[Extract provided — start]
Disasters put unique strain on mental health services

Mental health services in NSW are under unique strain coping with the challenges brought by bushfires, floods, the rising cost of living and COVID-19.

On New Year's Day this year, Lifeline recorded its busiest day ever, fielding calls from thousands of people anxious about the year ahead.

With service providers crying out for more funding and cohesion across the NSW mental health system, political candidates were grilled on their solutions on Thursday evening in an online forum held by the Royal Australian and New Zealand College of Psychiatrists (RANZCP) NSW Branch.

Animal Justice Party candidate Alison Waters has lived and worked in the Northern Rivers for more than 20 years.

She said many people from Lismore were reaching out to mental health services for the first time in their lives following recent flooding.

"People who were rescued from their ceiling cavities, the people who rescued them, people who saw their animals drown," Ms Waters said.

"People who feel like their sense of security, well-being and their daily routine has been ripped out from under them."

Mental health minister Bronnie Taylor, who said she lost a farm to bushfire, said a better understanding of disaster trauma response had been developed in recent years.
[Extract provided — finish]
[Data for review — start]
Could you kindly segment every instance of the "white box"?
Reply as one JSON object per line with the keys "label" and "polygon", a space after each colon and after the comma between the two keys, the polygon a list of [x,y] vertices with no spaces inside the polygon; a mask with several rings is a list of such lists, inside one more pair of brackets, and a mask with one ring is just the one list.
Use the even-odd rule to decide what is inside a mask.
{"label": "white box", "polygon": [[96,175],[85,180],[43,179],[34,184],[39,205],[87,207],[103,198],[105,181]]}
[Data for review — finish]
[Data for review — start]
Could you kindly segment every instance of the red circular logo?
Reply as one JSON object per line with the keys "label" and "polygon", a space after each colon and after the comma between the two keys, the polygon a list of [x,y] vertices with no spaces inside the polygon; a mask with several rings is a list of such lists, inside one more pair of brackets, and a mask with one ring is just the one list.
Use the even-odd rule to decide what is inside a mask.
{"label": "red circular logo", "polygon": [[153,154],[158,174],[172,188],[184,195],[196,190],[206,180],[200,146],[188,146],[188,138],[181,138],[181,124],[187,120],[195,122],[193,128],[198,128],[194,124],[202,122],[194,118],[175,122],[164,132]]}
[Data for review — finish]
**Task description**: Using the article on NSW mental health services, explain why those services are described as being under unique strain. Answer in one to three sentences.

**Solution**: Mental health services in NSW are under unique strain because they are coping with the challenges brought by bushfires, floods, the rising cost of living and COVID-19.